### [SHORT EXERCISE]
Restate each entry word for word, leaving nothing out.

———

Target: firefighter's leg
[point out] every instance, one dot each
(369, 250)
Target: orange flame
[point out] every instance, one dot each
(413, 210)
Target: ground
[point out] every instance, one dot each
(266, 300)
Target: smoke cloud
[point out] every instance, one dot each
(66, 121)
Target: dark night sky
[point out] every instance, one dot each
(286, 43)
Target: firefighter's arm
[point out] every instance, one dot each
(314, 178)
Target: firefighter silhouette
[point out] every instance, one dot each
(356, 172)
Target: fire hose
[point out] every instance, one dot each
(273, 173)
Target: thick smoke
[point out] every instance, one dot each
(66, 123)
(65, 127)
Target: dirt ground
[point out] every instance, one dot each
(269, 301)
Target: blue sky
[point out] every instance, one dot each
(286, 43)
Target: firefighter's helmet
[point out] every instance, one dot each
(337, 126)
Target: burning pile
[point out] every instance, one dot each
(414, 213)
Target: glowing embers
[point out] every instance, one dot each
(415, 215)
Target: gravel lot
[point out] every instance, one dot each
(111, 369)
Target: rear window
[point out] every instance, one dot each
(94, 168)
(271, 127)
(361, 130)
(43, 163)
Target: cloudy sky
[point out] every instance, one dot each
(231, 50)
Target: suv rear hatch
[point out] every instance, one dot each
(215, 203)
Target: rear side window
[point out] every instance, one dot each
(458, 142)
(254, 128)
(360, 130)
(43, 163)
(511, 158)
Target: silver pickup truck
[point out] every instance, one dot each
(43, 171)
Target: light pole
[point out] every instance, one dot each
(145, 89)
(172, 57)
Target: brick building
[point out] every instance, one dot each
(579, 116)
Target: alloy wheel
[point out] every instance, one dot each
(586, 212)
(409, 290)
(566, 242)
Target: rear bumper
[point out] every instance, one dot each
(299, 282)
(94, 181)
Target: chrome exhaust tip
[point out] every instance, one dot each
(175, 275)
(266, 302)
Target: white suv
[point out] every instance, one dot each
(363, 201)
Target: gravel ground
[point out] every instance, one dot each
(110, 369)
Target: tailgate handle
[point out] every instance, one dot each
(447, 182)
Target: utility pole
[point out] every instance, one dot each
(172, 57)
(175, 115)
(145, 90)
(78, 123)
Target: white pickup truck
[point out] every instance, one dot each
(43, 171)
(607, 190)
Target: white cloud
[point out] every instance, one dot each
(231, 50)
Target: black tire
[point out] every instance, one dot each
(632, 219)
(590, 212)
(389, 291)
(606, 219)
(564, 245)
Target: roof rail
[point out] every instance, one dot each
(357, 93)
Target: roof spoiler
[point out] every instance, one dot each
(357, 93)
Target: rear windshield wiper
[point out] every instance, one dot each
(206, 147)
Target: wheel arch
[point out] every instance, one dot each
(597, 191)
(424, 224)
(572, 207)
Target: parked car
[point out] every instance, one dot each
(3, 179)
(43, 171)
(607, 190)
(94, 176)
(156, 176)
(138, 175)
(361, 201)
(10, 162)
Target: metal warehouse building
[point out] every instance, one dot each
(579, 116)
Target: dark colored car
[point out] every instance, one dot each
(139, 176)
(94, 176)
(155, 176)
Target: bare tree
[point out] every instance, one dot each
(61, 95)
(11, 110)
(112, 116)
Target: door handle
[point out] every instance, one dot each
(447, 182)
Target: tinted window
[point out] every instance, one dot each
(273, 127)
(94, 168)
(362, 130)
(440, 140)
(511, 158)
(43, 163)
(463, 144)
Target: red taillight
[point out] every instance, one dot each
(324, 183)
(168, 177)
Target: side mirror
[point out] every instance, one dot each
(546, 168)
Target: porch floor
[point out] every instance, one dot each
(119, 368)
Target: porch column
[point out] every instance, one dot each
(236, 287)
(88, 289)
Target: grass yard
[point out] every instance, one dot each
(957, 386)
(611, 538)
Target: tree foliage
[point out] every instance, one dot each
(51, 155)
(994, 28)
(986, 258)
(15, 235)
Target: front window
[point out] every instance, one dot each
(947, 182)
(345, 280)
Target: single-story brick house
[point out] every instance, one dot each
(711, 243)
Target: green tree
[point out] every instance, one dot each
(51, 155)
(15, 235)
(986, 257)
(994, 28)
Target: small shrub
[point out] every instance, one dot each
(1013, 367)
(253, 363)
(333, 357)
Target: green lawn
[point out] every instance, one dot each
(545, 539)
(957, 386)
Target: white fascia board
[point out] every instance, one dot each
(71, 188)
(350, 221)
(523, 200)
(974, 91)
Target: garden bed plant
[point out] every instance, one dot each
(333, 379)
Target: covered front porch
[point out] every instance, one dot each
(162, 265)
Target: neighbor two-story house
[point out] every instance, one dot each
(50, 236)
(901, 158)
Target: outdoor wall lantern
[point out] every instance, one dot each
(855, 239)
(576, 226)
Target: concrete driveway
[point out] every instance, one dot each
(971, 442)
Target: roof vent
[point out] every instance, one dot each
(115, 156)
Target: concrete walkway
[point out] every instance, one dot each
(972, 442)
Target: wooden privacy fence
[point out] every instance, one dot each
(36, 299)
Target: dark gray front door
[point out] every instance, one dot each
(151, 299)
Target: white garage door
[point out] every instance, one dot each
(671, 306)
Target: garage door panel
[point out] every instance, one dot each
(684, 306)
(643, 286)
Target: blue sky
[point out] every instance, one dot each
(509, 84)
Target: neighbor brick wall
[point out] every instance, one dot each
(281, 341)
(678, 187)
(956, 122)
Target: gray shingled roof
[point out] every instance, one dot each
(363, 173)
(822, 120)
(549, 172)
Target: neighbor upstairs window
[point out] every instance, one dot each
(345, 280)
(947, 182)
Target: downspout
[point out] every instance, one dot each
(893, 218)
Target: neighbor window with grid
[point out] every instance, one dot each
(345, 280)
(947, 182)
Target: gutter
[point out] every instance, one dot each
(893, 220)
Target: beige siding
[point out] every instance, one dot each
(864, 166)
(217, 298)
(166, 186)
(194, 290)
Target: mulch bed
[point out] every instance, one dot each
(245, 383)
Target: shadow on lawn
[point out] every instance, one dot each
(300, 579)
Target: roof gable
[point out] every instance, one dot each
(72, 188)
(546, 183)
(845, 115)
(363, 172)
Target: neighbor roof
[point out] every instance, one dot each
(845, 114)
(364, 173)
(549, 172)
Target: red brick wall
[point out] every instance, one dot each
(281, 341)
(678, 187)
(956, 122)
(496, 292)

———

### [SOLUTION TO THE EXERCISE]
Target: firefighter's leg
[point out] every instance, one dot each
(369, 250)
Target: orange flame
[point out] every instance, one dot each
(413, 210)
Target: ground
[point out] every instance, one dot each
(266, 300)
Target: smoke cloud
[point out] every instance, one dot each
(66, 121)
Target: dark night sky
[point out] every instance, one dot each
(286, 43)
Target: firefighter's arm
[point out] every instance, one dot each
(314, 178)
Target: firefighter silhouette
[point out] every instance, one dot each
(356, 172)
Target: fire hose
[point out] every instance, one dot each
(273, 173)
Target: thick smoke
[point out] every instance, one dot each
(66, 123)
(65, 127)
Target: dirt ground
[point out] every instance, one dot each
(269, 301)
Target: blue sky
[point out] every instance, one dot each
(286, 43)
Target: firefighter's helmet
[point out] every instance, one dot each
(337, 126)
Target: burning pile
[point out] every instance, one dot each
(414, 213)
Target: glowing embers
[point out] every instance, one dot each
(415, 215)
Target: gravel lot
[point out] every instance, one dot each
(111, 369)
Target: rear window
[point out] every instance, one dot each
(94, 168)
(271, 127)
(361, 130)
(43, 163)
Target: cloudy sky
[point out] every instance, one dot each
(231, 50)
Target: suv rear hatch
[point out] every instance, one dot each
(215, 203)
Target: rear side window
[point out] every instance, one dot each
(458, 142)
(254, 128)
(360, 130)
(43, 163)
(511, 158)
Target: silver pickup truck
[point out] every instance, one dot each
(43, 171)
Target: light pole
[point out] every instance, one dot each
(145, 89)
(172, 57)
Target: brick building
[point out] every instance, one dot each
(579, 116)
Target: alloy wheel
[point out] every instance, one dot each
(586, 212)
(409, 290)
(566, 242)
Target: rear bumper
[point out] every instance, one dot each
(299, 282)
(94, 181)
Target: chrome exhaust tip
[point out] every instance, one dot each
(175, 275)
(266, 302)
Target: white suv
[point out] every instance, one dot each
(363, 201)
Target: gravel ground
[point out] every instance, one dot each
(110, 369)
Target: tailgate handle
[point out] every instance, one dot each
(447, 182)
Target: utility pole
[point out] every instance, one dot each
(172, 57)
(175, 115)
(145, 90)
(78, 123)
Target: white pickup truck
[point out] every instance, one dot each
(43, 171)
(607, 190)
Target: white cloud
[point out] every instance, one dot each
(231, 50)
Target: black tire
[point out] every instance, one dot each
(632, 219)
(590, 212)
(389, 291)
(606, 219)
(564, 245)
Target: roof rail
[point out] every instance, one dot each
(357, 93)
Target: roof spoiler
[point out] every instance, one dot each
(357, 93)
Target: rear windshield wiper
[point out] every instance, one dot each
(206, 147)
Target: wheel arch
[point out] every instance, one dot each
(597, 191)
(424, 224)
(572, 207)
Target: parked car
[point out] every instance, one dot each
(3, 179)
(43, 171)
(607, 190)
(94, 176)
(156, 176)
(138, 175)
(361, 201)
(10, 162)
Target: metal warehouse building
[point out] every instance, one dot each
(579, 116)
Target: dark colored car
[point out] every instance, one dot each
(139, 176)
(94, 176)
(155, 176)
Target: bare tree
[point out] every instance, one dot each
(61, 95)
(11, 110)
(112, 116)
Target: door handle
[point out] every instance, one dot each
(447, 182)
Target: tinted window
[point out] every instance, one dot each
(273, 127)
(94, 168)
(362, 130)
(440, 140)
(511, 158)
(43, 163)
(463, 144)
Target: red taillight
[point out] every instance, one dot each
(324, 183)
(168, 177)
Target: side mirror
[point out] every instance, one dot each
(546, 168)
Target: porch floor
[point out] every instance, one dot each
(119, 368)
Target: porch column
[point out] every instance, one dot each
(236, 287)
(88, 289)
Target: grass yard
[point out] every instance, one dot each
(957, 386)
(611, 538)
Target: tree foliage
[point out] every instance, one dot each
(51, 155)
(994, 28)
(986, 258)
(15, 235)
Target: front window
[point out] every instance, one dot each
(947, 182)
(345, 280)
Target: single-story brick house
[point out] every instance, one dot each
(711, 243)
Target: green tree
[point out] every instance, one dot each
(51, 155)
(15, 235)
(986, 257)
(994, 28)
Target: small shrub
[point out] every instance, one dot each
(1013, 367)
(253, 363)
(333, 357)
Target: green lawn
[point out] every instance, one dot each
(545, 539)
(957, 386)
Target: white fascia board
[point out] every instance, one dot each
(71, 188)
(350, 221)
(523, 200)
(974, 91)
Target: garden bed plant
[point out] every instance, one dot each
(333, 379)
Target: covered front porch
[point out] every instance, one dot each
(162, 265)
Target: neighbor two-story house
[point out] every instance, one dot each
(50, 236)
(901, 158)
Target: outdoor wall lantern
[point out] every instance, one dot each
(855, 239)
(576, 226)
Target: concrete driveway
[point out] every instance, one dot each
(971, 442)
Target: roof vent
[point out] every instance, one dot each
(115, 156)
Target: concrete walkway
[point out] every instance, one dot each
(972, 442)
Target: wooden privacy fence
[point out] every instance, one dot each
(36, 299)
Target: dark gray front door
[point out] every instance, one dot each
(151, 299)
Target: white garage door
[point out] every instance, one dot each
(671, 306)
Target: garage door panel
[point out] every instance, one dot each
(684, 306)
(643, 286)
Target: blue sky
[point out] every instance, one dot each
(509, 84)
Target: neighbor brick wall
[point out] every instance, one dot each
(281, 341)
(678, 187)
(956, 122)
Target: gray shingled roof
[point out] every instance, one dot each
(363, 173)
(822, 120)
(549, 172)
Target: neighbor upstairs window
[point out] every instance, one dot each
(345, 280)
(947, 182)
Target: downspout
[point out] every instance, one dot each
(893, 218)
Target: neighbor window with grid
[point out] every instance, one dot each
(345, 280)
(947, 182)
Target: gutter
[point out] every instance, one dot each
(893, 220)
Target: beige siding
[point out] every instance, one dot each
(864, 166)
(217, 298)
(166, 186)
(194, 290)
Target: mulch bed
[point out] every instance, one dot each
(245, 383)
Target: shadow on lawn
[point out] every instance, one dot each
(300, 579)
Target: roof gable
[point out] every instance, one dot each
(72, 188)
(546, 183)
(845, 115)
(363, 172)
Target: neighbor roof
[point out] every instance, one dot each
(845, 114)
(364, 173)
(549, 172)
Target: red brick wall
[point out] every instance, one dot each
(281, 341)
(678, 187)
(956, 122)
(496, 292)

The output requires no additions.